• **Instructions to follow**:
Reproduce word for word the lines of the material below, from the line with "like [470, 91]." up to and including the line with "Target: shadow on ground", and output nothing else.

• **Working data**:
•••
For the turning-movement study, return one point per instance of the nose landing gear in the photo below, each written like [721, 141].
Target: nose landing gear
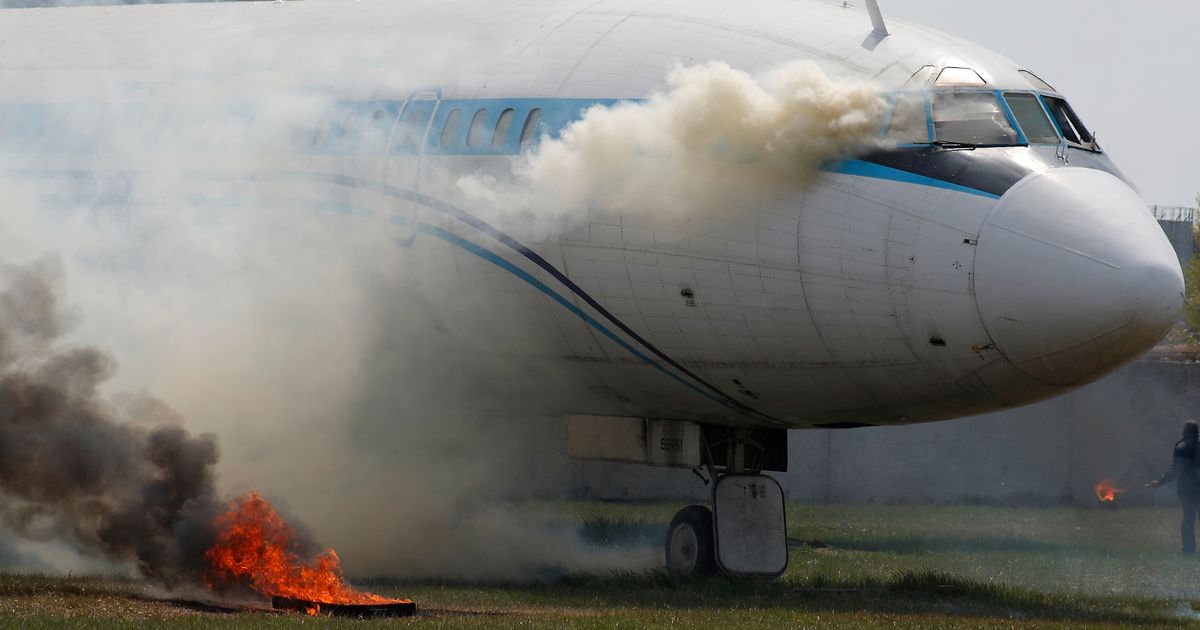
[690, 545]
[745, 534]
•••
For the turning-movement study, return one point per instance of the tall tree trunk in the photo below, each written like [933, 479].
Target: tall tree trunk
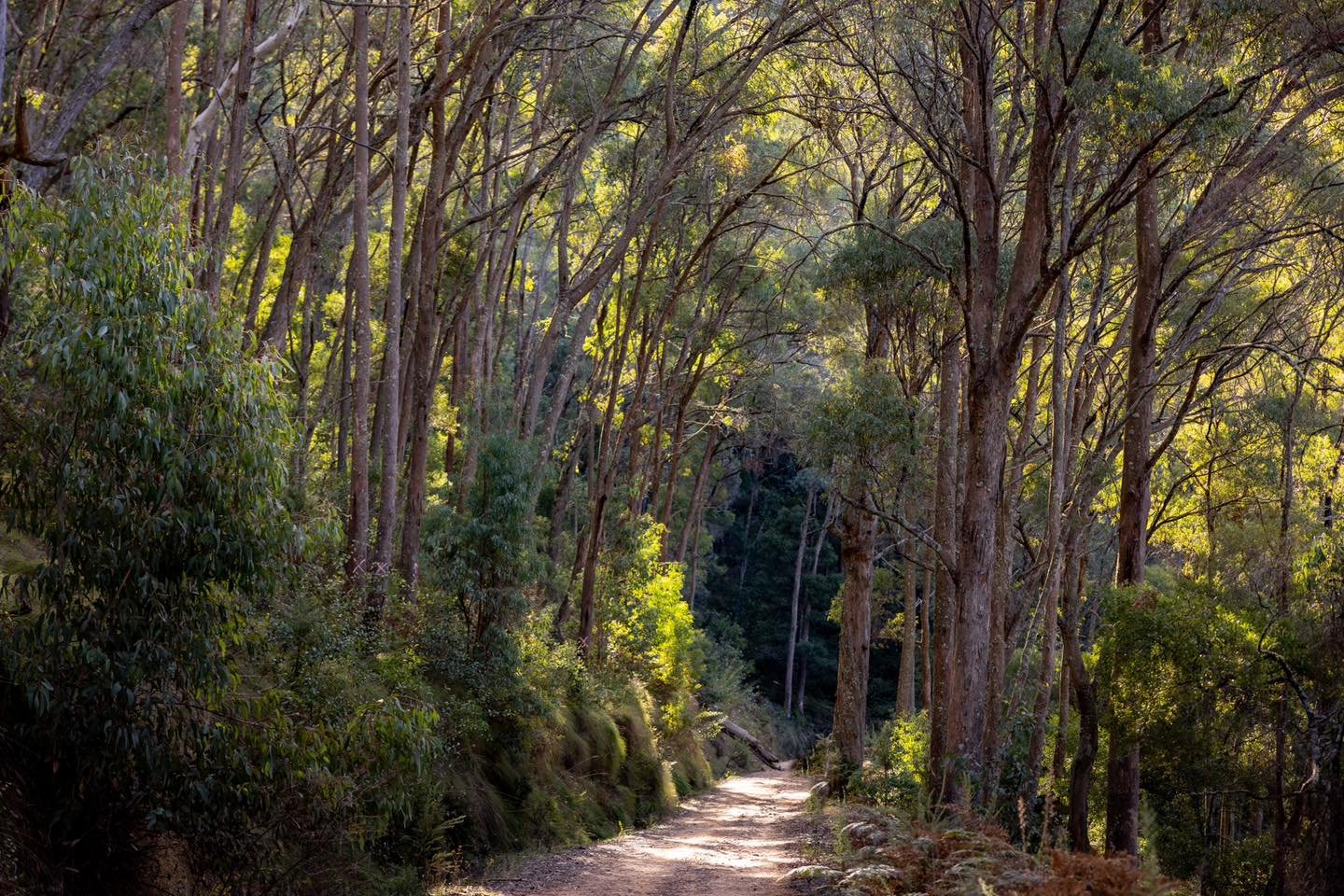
•••
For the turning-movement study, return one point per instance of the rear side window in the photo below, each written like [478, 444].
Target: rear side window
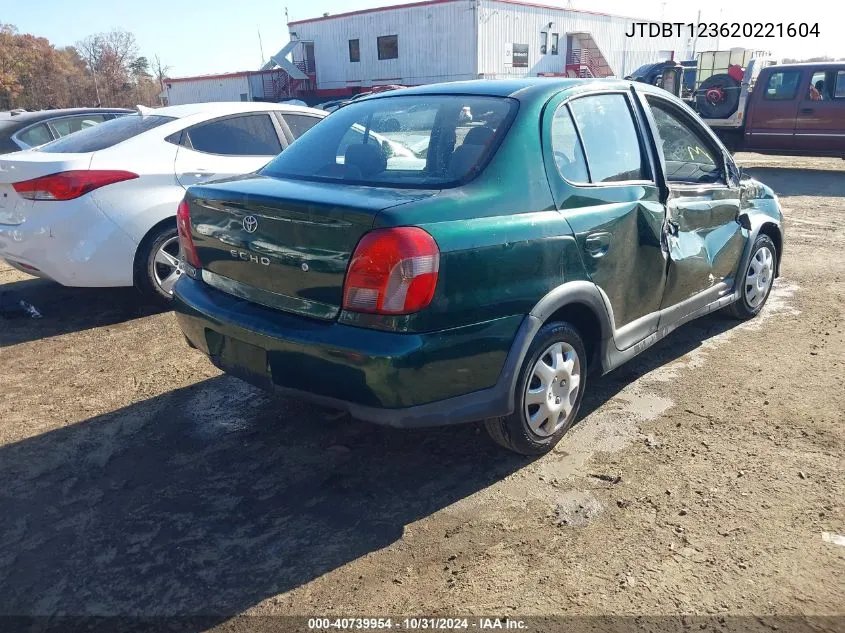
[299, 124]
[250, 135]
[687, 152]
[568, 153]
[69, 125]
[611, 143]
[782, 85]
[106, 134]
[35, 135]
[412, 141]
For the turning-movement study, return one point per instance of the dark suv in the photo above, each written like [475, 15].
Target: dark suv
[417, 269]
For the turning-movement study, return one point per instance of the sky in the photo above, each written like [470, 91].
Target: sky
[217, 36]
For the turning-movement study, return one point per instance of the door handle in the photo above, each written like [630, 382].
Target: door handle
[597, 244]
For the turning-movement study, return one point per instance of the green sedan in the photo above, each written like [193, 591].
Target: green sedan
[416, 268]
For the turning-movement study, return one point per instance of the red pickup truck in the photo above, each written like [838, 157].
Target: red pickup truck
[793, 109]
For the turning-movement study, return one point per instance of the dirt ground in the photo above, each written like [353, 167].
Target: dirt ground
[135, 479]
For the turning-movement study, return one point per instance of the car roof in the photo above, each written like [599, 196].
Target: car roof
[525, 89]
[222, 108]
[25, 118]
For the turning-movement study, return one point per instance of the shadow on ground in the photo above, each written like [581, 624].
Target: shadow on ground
•••
• **Final answer**:
For the turning-movement study, return one point per instance of the sky in the photo above, each written like [470, 91].
Target: sky
[217, 36]
For the turning-movement study, return one point per instance of the door handle in the photo above, each written like [630, 382].
Target: door handle
[597, 244]
For the turning-movement study, return one point per instance of the green sedan in the photo above, each written like [193, 591].
Target: green sedan
[416, 268]
For the turning-movement study, return one point per instance of the red pickup truck in the photo above, each written like [838, 157].
Target: red pickup truck
[793, 109]
For the turning-movement study, return one point per instance of the dirt ground in the photo above, each written like [353, 167].
Target: dirt ground
[135, 479]
For the turning-movement study, return one point per instance of the car roof in the photo above, each written like [599, 196].
Target: car roof
[525, 89]
[222, 108]
[25, 118]
For the turning-movement study, return one point per instance of the shadow on ground in the photo above, each written like [581, 624].
Target: shadow on ground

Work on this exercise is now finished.